In many ways I think that what we are doing, and some others who we highlighted as well, is not at all the same old message, with new packaging, but a pursuit of a Gospel of Jesus that is not the typical 20th century North American version (or the tiered old 16th century version of reformed thinking). I know that most people who use such phrases mean that they are not doing away with Jesus, but instead it sounds like it is the same “Jesus is my friend”, or “you suck and lucky God saved you by killing his kid” (for heaven sake, Mark Driscoll says that very thing, well almost – he does have the gall to brag about telling people they suck – and has the gall to say that is the message of Jesus) or and perhaps even more insidious that “we are so sure of how we understand God that we simply have to figure our how to package it for you” approach of evangelism.

I hope our part comes through as an attempt to try to indwell the good news of God in our day just the way Jesus indwelled the good news in his. But that doesn’t mean the same old atonement based, Jesus as the starter of the Christian faith thing that so many understand as the message, that never changes.
But then again I am not sure we are going to change the world by clearly telling our story to Sandy at the 7-11. Or maybe…

 
Our family is going to Maui, Hawaii January 19th for a vacation. We will be going with the Toy’s. So I am going to start a count down here, not to rub it in that we are going and none of you are, well I guess that is exactly what it is. Just kidding, sort of. :) But it is the 40 day point so it has that Biblical feel to it and makes this feel more like a pilgrimage. But it isn't it is just a vacation. Unless of course that is a type of pilgrimage.
But anyway...

We leave in 40 days.
Tuesday, December 09, 2003
 
So I once again have fallen behind in blogging. So here is a really long make-up post.
Last week was a busy one. I was in Nashville with a bunch of friends, Mark Scandrette, Thom Olson, Mark Oestreicher, Jeanie Stevens, Greg Warner.

Task instructions
Continue the blog post from its last sentence, writing what comes next in the same personal voice.

Collected data entries:
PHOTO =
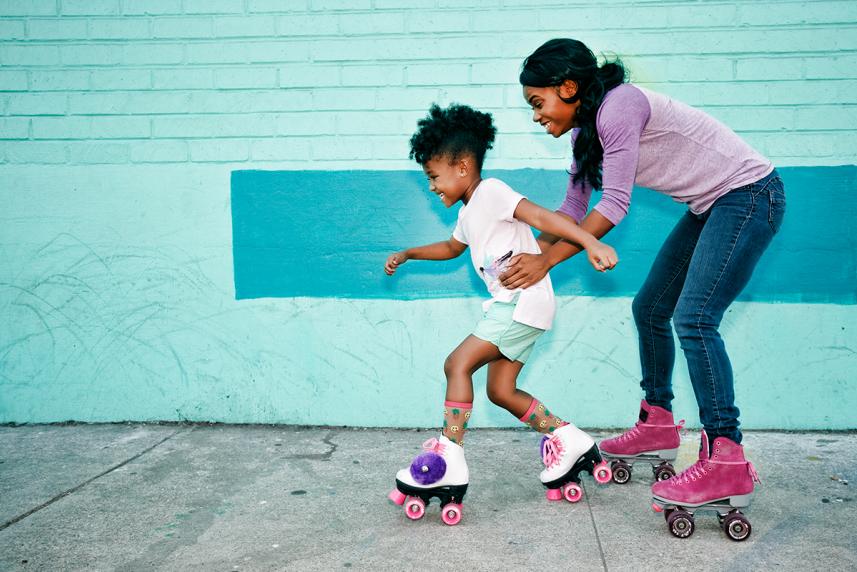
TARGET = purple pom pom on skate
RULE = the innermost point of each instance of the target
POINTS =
(428, 468)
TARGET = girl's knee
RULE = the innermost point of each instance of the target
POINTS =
(498, 396)
(453, 365)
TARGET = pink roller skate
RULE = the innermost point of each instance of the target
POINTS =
(722, 481)
(654, 439)
(439, 471)
(566, 453)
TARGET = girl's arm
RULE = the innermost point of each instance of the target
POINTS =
(444, 250)
(524, 270)
(600, 255)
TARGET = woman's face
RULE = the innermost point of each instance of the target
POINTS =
(549, 110)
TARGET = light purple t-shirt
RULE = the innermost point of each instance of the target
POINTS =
(662, 144)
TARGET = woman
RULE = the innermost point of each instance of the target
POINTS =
(624, 135)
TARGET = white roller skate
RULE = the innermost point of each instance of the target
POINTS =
(566, 453)
(439, 471)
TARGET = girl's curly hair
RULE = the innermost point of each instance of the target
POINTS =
(452, 132)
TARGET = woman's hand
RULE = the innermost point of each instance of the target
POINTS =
(601, 256)
(524, 270)
(393, 262)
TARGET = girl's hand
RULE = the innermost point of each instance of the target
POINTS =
(601, 256)
(524, 270)
(393, 262)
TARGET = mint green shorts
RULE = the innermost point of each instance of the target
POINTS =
(514, 339)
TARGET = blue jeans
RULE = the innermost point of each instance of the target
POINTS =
(702, 267)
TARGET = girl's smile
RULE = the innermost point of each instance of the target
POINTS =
(550, 111)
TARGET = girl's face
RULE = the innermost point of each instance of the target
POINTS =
(549, 110)
(448, 180)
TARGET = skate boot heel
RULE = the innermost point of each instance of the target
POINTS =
(740, 501)
(653, 439)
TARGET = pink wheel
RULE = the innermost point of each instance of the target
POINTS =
(415, 508)
(397, 497)
(572, 492)
(602, 473)
(451, 514)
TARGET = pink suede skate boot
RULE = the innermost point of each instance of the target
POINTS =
(722, 481)
(654, 439)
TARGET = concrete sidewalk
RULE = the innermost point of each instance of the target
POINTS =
(224, 498)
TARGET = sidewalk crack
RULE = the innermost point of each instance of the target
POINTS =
(595, 527)
(72, 490)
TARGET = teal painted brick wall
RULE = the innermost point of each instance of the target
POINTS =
(780, 73)
(122, 120)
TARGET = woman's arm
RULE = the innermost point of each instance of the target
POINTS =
(444, 250)
(527, 269)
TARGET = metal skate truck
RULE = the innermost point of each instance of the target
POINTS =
(654, 439)
(722, 480)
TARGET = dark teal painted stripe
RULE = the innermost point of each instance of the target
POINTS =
(327, 234)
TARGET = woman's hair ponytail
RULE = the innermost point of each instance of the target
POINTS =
(560, 59)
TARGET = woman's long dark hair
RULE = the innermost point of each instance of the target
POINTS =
(560, 59)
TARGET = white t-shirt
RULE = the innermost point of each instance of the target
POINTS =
(488, 226)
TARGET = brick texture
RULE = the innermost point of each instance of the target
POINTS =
(342, 82)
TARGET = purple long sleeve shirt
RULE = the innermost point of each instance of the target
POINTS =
(662, 144)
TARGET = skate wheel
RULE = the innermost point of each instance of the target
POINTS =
(415, 508)
(680, 523)
(664, 472)
(572, 492)
(602, 473)
(737, 527)
(451, 514)
(621, 472)
(397, 497)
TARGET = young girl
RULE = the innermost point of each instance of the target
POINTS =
(494, 221)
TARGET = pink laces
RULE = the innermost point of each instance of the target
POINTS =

Exercise result
I also hooked up with some new friends who live in Nashville, Denise, Peter, and Penny. Then I met a bunch of new friends.
But I was not just hanging with friends. The main reason for the trip was for a planning meeting for the emergent conventions. We did some great planning and I really feel good about the events. I will see if Mark can send me some pictures to post.

I also met with Peter York and Denise George, two of my Nashville friends. They work with Sparrow records and we are kicking around an idea of having a song writers event to help facilitate new content in worship music. I am really excited about the possibility of this.

Then Greg, Thom, Mark S. and I made the decision to go ahead with the idea of emergent partnering on taking over FaithWorks magazine.
We have the really great idea of how this will go. I will tell more in future blogs when we have all of our stuff together. It will be soon – we hope to have the first issue out in March.

So there is classic Minnesota winter storm warning tonight, so we cancelled the Bible Discussion Group and I am home. Taylor and I just got home from his first basketball game of the season.
I am waiting to watch 24, but I want to wait until it has recorded so I can fast forward through the commercials.

On the health front, I started on a homeopathic today – Sulfur, for those who know about homeopathic I took five little tablets, three times in a 24 hour period.
And on an unrelated note – am in the middle of a patch test to see if I have allergies – I have this unrelenting dermatitis on my hand. So now my back itches and I am all smelly from not taking a shower for two day. What a glorious life!

I have been doing some thinking about a book I want to write – now that I am an author and all I have to think about such things J

Here is my first pass at an idea – I did this on the plane heading to Nashville,


Living Rhythm – An Invitation to Life in Harmony With God

Premise – There is a way of life that is in harmony with God that extends to all areas of our lives.
We are called not only to act Christianly in what we do, but to have the very essence of what we do be in harmony with God.
Our call is to arrange our lives so we are living in a way that creates what God creates and removes that which God removes.
We are called to a life that is connected to God in all things and connected to all things.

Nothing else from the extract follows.